[Problem details]
Please return the listing below exactly, without any of its pictures.

*** Given records

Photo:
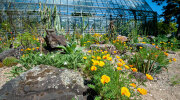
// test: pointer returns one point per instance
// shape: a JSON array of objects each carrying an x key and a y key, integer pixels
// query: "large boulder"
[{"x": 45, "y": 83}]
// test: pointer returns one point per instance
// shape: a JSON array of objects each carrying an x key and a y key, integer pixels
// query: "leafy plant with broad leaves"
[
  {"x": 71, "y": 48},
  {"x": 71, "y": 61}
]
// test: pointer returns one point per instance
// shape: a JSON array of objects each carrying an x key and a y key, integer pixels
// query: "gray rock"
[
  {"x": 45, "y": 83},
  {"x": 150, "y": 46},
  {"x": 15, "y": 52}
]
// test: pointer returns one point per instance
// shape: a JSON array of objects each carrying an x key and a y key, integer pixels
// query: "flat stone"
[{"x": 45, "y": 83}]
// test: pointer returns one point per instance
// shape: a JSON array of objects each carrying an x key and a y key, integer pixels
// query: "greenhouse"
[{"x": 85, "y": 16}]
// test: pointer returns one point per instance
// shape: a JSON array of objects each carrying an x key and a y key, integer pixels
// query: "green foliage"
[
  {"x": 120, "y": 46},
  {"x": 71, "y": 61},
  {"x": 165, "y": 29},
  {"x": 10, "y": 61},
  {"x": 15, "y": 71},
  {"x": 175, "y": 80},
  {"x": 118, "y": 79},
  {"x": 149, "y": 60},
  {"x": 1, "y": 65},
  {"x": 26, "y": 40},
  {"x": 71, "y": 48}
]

******

[Solution]
Photo:
// test: pointer returns one point per instance
// shape: a JSON array of objects each carrying an x key and a y key, integer pixels
// query: "large boulder"
[{"x": 45, "y": 83}]
// test: pointer returns one point per instance
// shape: a JSON array of objects each carrying an x key and a y key, integer pixels
// query: "leafy plant with broad leaves"
[
  {"x": 71, "y": 48},
  {"x": 71, "y": 61}
]
// test: pointer returns one point per instance
// shape: a JSON array of objects each carrying an x key and a y key, integer pixels
// query: "gray rock"
[
  {"x": 45, "y": 83},
  {"x": 150, "y": 46},
  {"x": 15, "y": 52}
]
// test: pointer returns one point per instance
// shape: a JSON array of objects each carrying an x key and a y key, integer pixels
// query: "flat stone"
[{"x": 45, "y": 83}]
// test: pointer returns one point per instance
// shape: a JSON array of objects each carrying an x key and a y key, integer pixels
// query: "greenhouse"
[{"x": 85, "y": 16}]
// test: pointer returns one point per instance
// shape: a JSON array of objects each carrying an x key and a y key, integer pixels
// query: "green foliage"
[
  {"x": 120, "y": 46},
  {"x": 71, "y": 61},
  {"x": 165, "y": 29},
  {"x": 10, "y": 61},
  {"x": 15, "y": 71},
  {"x": 175, "y": 80},
  {"x": 118, "y": 79},
  {"x": 149, "y": 60},
  {"x": 1, "y": 65},
  {"x": 26, "y": 40},
  {"x": 71, "y": 48}
]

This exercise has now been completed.